Aim of the exercise. Copy out the data below. Leave nothing out and alter nothing.

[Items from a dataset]

•••

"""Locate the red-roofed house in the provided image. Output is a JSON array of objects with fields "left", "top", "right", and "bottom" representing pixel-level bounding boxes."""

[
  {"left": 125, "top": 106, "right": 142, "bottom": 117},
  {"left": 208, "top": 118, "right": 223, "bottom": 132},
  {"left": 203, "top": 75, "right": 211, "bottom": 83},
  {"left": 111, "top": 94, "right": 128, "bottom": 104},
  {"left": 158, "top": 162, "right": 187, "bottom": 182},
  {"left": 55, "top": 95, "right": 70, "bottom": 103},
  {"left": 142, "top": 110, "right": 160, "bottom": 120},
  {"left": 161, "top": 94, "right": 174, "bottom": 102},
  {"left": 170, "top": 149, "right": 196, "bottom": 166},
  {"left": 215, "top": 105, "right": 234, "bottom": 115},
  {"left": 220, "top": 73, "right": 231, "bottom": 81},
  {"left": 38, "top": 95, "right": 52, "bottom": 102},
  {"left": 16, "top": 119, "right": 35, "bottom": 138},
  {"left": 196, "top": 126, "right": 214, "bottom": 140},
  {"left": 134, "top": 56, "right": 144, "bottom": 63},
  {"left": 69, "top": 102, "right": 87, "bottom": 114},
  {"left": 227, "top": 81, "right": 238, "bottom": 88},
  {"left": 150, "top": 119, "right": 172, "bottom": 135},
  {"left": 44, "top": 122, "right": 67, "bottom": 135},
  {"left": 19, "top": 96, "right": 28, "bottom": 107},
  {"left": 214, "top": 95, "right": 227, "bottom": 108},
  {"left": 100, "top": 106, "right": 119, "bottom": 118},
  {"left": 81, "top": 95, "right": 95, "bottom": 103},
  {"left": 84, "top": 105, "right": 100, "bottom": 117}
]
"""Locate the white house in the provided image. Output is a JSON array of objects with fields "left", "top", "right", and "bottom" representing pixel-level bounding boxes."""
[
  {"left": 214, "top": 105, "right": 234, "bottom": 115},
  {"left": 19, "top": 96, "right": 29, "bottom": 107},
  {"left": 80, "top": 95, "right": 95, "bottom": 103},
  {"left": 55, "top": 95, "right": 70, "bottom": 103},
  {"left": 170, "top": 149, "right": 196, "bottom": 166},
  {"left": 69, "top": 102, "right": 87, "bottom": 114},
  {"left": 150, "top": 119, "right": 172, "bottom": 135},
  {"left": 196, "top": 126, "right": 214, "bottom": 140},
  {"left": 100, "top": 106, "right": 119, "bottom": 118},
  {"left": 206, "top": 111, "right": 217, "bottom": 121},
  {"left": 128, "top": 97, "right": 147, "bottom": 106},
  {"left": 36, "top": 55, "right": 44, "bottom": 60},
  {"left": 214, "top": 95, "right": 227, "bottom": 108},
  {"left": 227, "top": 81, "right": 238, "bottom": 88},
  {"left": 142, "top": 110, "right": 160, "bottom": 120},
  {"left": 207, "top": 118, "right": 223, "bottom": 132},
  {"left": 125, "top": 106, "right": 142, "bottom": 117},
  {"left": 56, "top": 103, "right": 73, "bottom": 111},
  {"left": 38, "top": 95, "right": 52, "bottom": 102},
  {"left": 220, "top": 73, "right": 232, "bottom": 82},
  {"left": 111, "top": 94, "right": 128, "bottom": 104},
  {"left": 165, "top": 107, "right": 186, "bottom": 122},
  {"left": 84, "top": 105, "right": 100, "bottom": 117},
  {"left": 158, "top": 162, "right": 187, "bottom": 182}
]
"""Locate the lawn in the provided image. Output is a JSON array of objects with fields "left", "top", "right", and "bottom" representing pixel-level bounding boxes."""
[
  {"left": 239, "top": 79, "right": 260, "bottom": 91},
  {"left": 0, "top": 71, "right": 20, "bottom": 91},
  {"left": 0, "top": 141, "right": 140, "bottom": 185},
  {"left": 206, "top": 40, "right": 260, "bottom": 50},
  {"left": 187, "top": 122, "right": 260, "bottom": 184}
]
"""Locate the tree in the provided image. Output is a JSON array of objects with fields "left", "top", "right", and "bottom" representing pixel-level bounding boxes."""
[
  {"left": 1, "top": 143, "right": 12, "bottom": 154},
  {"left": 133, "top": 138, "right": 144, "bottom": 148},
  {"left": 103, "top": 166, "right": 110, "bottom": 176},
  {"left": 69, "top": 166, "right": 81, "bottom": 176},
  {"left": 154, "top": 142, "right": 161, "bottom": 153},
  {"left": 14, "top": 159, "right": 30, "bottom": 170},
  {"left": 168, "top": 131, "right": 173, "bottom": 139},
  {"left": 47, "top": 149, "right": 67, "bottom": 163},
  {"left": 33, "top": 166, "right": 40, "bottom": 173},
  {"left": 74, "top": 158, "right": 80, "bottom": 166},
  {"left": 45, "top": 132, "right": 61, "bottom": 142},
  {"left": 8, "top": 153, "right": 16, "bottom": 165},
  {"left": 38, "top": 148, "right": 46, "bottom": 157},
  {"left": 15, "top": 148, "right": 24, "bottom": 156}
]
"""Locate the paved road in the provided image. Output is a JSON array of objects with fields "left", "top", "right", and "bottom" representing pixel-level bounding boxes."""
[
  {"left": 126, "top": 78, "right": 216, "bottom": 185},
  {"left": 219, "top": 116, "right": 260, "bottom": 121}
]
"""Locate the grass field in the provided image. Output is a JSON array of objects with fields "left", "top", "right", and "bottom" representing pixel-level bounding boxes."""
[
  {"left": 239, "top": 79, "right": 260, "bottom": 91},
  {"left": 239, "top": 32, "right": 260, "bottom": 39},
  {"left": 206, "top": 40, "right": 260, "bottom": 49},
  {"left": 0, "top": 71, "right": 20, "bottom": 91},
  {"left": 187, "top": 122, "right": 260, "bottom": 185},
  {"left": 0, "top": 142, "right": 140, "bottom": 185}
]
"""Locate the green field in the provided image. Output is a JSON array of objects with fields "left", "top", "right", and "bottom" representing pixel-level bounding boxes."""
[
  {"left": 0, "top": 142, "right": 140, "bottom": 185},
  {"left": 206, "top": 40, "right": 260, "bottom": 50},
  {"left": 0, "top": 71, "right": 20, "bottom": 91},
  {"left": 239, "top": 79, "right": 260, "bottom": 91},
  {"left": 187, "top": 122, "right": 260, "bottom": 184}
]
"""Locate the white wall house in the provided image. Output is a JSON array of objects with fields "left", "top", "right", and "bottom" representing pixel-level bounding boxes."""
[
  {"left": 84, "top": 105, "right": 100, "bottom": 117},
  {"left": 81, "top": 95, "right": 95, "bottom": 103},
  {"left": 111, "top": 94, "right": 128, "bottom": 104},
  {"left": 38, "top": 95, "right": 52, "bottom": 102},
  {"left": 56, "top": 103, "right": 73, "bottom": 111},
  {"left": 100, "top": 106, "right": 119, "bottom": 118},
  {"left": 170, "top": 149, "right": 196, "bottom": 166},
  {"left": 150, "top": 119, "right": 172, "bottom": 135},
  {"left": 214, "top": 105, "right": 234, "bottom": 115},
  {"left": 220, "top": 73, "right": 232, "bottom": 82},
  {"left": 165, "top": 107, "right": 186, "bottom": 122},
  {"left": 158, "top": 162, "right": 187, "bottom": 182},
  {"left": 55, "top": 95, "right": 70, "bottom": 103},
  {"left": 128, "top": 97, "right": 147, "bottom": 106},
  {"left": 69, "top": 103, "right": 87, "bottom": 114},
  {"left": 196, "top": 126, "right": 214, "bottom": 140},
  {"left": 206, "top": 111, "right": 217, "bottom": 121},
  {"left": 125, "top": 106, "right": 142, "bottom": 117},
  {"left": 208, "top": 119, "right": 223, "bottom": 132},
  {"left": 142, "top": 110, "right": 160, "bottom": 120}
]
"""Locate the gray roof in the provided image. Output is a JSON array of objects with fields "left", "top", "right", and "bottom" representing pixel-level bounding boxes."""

•••

Expected answer.
"""Locate the red-roofed house in the provided image. Output is a JSON array of objects with fields "left", "top", "right", and "bottom" representing pixel-level bounding boxes."""

[
  {"left": 125, "top": 106, "right": 142, "bottom": 117},
  {"left": 208, "top": 118, "right": 223, "bottom": 132},
  {"left": 203, "top": 75, "right": 211, "bottom": 83},
  {"left": 111, "top": 94, "right": 128, "bottom": 104},
  {"left": 158, "top": 162, "right": 187, "bottom": 182},
  {"left": 55, "top": 95, "right": 70, "bottom": 103},
  {"left": 142, "top": 110, "right": 160, "bottom": 120},
  {"left": 161, "top": 94, "right": 174, "bottom": 102},
  {"left": 170, "top": 149, "right": 196, "bottom": 166},
  {"left": 215, "top": 105, "right": 234, "bottom": 115},
  {"left": 220, "top": 73, "right": 231, "bottom": 81},
  {"left": 38, "top": 95, "right": 52, "bottom": 102},
  {"left": 16, "top": 119, "right": 35, "bottom": 138},
  {"left": 196, "top": 126, "right": 214, "bottom": 140},
  {"left": 134, "top": 56, "right": 144, "bottom": 63},
  {"left": 69, "top": 102, "right": 87, "bottom": 114},
  {"left": 227, "top": 81, "right": 238, "bottom": 88},
  {"left": 150, "top": 119, "right": 172, "bottom": 135},
  {"left": 44, "top": 122, "right": 67, "bottom": 135},
  {"left": 19, "top": 96, "right": 28, "bottom": 107},
  {"left": 214, "top": 95, "right": 227, "bottom": 108},
  {"left": 100, "top": 106, "right": 119, "bottom": 118},
  {"left": 81, "top": 95, "right": 95, "bottom": 103},
  {"left": 84, "top": 105, "right": 100, "bottom": 117}
]
"""Locate the white house in the provided image. Output is a JSON array of objects with fields "left", "top", "right", and "bottom" representing pixel-level bounding boxes."""
[
  {"left": 214, "top": 105, "right": 234, "bottom": 115},
  {"left": 19, "top": 96, "right": 29, "bottom": 107},
  {"left": 80, "top": 95, "right": 95, "bottom": 103},
  {"left": 55, "top": 95, "right": 70, "bottom": 103},
  {"left": 170, "top": 149, "right": 196, "bottom": 166},
  {"left": 69, "top": 102, "right": 87, "bottom": 114},
  {"left": 150, "top": 119, "right": 172, "bottom": 135},
  {"left": 196, "top": 126, "right": 214, "bottom": 140},
  {"left": 100, "top": 106, "right": 119, "bottom": 118},
  {"left": 206, "top": 111, "right": 217, "bottom": 121},
  {"left": 128, "top": 97, "right": 147, "bottom": 106},
  {"left": 36, "top": 55, "right": 44, "bottom": 60},
  {"left": 214, "top": 95, "right": 227, "bottom": 108},
  {"left": 227, "top": 81, "right": 238, "bottom": 88},
  {"left": 142, "top": 110, "right": 160, "bottom": 120},
  {"left": 207, "top": 118, "right": 223, "bottom": 132},
  {"left": 125, "top": 106, "right": 142, "bottom": 117},
  {"left": 56, "top": 103, "right": 73, "bottom": 111},
  {"left": 38, "top": 95, "right": 52, "bottom": 102},
  {"left": 220, "top": 73, "right": 232, "bottom": 82},
  {"left": 111, "top": 94, "right": 128, "bottom": 104},
  {"left": 165, "top": 107, "right": 186, "bottom": 122},
  {"left": 84, "top": 105, "right": 100, "bottom": 117},
  {"left": 158, "top": 162, "right": 187, "bottom": 182}
]
"""Locate the lawn in the provided image. Output is a JSON array of objects with fields "left", "top", "right", and "bottom" representing pixel-level bounding boxes."""
[
  {"left": 239, "top": 79, "right": 260, "bottom": 91},
  {"left": 0, "top": 71, "right": 20, "bottom": 91},
  {"left": 0, "top": 141, "right": 140, "bottom": 185},
  {"left": 206, "top": 40, "right": 260, "bottom": 50},
  {"left": 187, "top": 122, "right": 260, "bottom": 184}
]
"""Locate the tree in the provided image. Output is a JSON array of objects with fields "left", "top", "right", and "bottom" representing pixel-level bounding boxes."""
[
  {"left": 1, "top": 143, "right": 12, "bottom": 154},
  {"left": 133, "top": 138, "right": 144, "bottom": 148},
  {"left": 103, "top": 166, "right": 110, "bottom": 176},
  {"left": 69, "top": 166, "right": 81, "bottom": 176},
  {"left": 154, "top": 142, "right": 161, "bottom": 153},
  {"left": 14, "top": 159, "right": 30, "bottom": 170},
  {"left": 168, "top": 131, "right": 173, "bottom": 139},
  {"left": 47, "top": 149, "right": 67, "bottom": 163},
  {"left": 33, "top": 166, "right": 40, "bottom": 173},
  {"left": 74, "top": 158, "right": 80, "bottom": 166},
  {"left": 45, "top": 132, "right": 61, "bottom": 142},
  {"left": 8, "top": 153, "right": 16, "bottom": 165},
  {"left": 38, "top": 148, "right": 46, "bottom": 157},
  {"left": 15, "top": 148, "right": 24, "bottom": 156}
]
"""Locate the paved road in the provided image. Output is a JSON array of objects with fields "left", "top", "right", and "bottom" representing pixel-level bounding boxes."""
[
  {"left": 126, "top": 78, "right": 216, "bottom": 185},
  {"left": 219, "top": 116, "right": 260, "bottom": 121}
]
"""Locate the grass field in the provided image. Output is a JSON array of objects with fields "left", "top", "right", and "bottom" representing pixel-level bounding boxes."""
[
  {"left": 239, "top": 79, "right": 260, "bottom": 91},
  {"left": 239, "top": 32, "right": 260, "bottom": 39},
  {"left": 206, "top": 40, "right": 260, "bottom": 49},
  {"left": 0, "top": 71, "right": 20, "bottom": 91},
  {"left": 187, "top": 122, "right": 260, "bottom": 185},
  {"left": 0, "top": 142, "right": 140, "bottom": 185}
]
"""Locate the green field in the provided image. Output is a JSON array of objects with fields "left", "top", "right", and "bottom" representing pixel-level bounding boxes."""
[
  {"left": 0, "top": 142, "right": 140, "bottom": 185},
  {"left": 206, "top": 40, "right": 260, "bottom": 50},
  {"left": 0, "top": 71, "right": 20, "bottom": 91},
  {"left": 239, "top": 79, "right": 260, "bottom": 91},
  {"left": 187, "top": 122, "right": 260, "bottom": 184}
]
"""Locate the white wall house in the provided image. Output is a JSON array of objects with fields "left", "top", "right", and "bottom" representing pixel-level bounding boxes."""
[
  {"left": 84, "top": 105, "right": 100, "bottom": 117},
  {"left": 81, "top": 95, "right": 95, "bottom": 103},
  {"left": 111, "top": 94, "right": 128, "bottom": 104},
  {"left": 38, "top": 95, "right": 52, "bottom": 102},
  {"left": 56, "top": 103, "right": 73, "bottom": 111},
  {"left": 100, "top": 106, "right": 119, "bottom": 118},
  {"left": 170, "top": 149, "right": 196, "bottom": 166},
  {"left": 150, "top": 119, "right": 172, "bottom": 135},
  {"left": 214, "top": 105, "right": 234, "bottom": 115},
  {"left": 220, "top": 73, "right": 232, "bottom": 82},
  {"left": 165, "top": 107, "right": 186, "bottom": 122},
  {"left": 158, "top": 162, "right": 187, "bottom": 182},
  {"left": 55, "top": 95, "right": 70, "bottom": 103},
  {"left": 128, "top": 97, "right": 147, "bottom": 106},
  {"left": 69, "top": 103, "right": 87, "bottom": 114},
  {"left": 196, "top": 126, "right": 214, "bottom": 140},
  {"left": 206, "top": 111, "right": 217, "bottom": 121},
  {"left": 125, "top": 106, "right": 142, "bottom": 117},
  {"left": 208, "top": 119, "right": 223, "bottom": 132},
  {"left": 142, "top": 110, "right": 160, "bottom": 120}
]
"""Locate the gray roof in the provided image. Output is a JSON array of objects with fields "left", "top", "right", and "bottom" representing pixel-level bounding boxes."""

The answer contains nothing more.